» **Recorded data**
......

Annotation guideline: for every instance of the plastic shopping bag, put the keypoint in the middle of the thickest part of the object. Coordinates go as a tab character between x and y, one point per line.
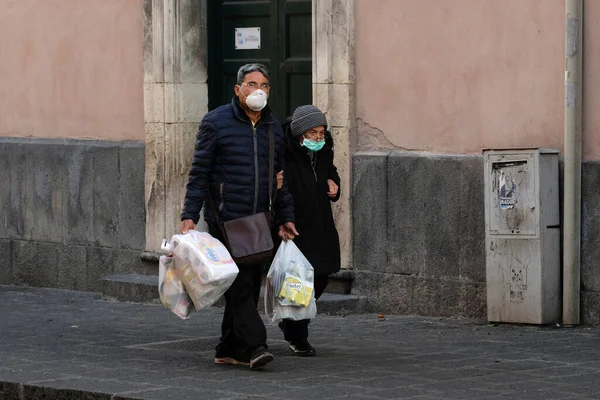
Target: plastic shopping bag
170	288
204	265
289	288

......

Copy the lines above word for word, but leave out the pictures.

Annotation guideline: for every instance of the plastic shopping bag, put the keypoint in the middle of the thickest part of the object. Coordinates go as a tab character between x and y, one point per line.
Target: plastic shopping bag
170	288
204	265
289	288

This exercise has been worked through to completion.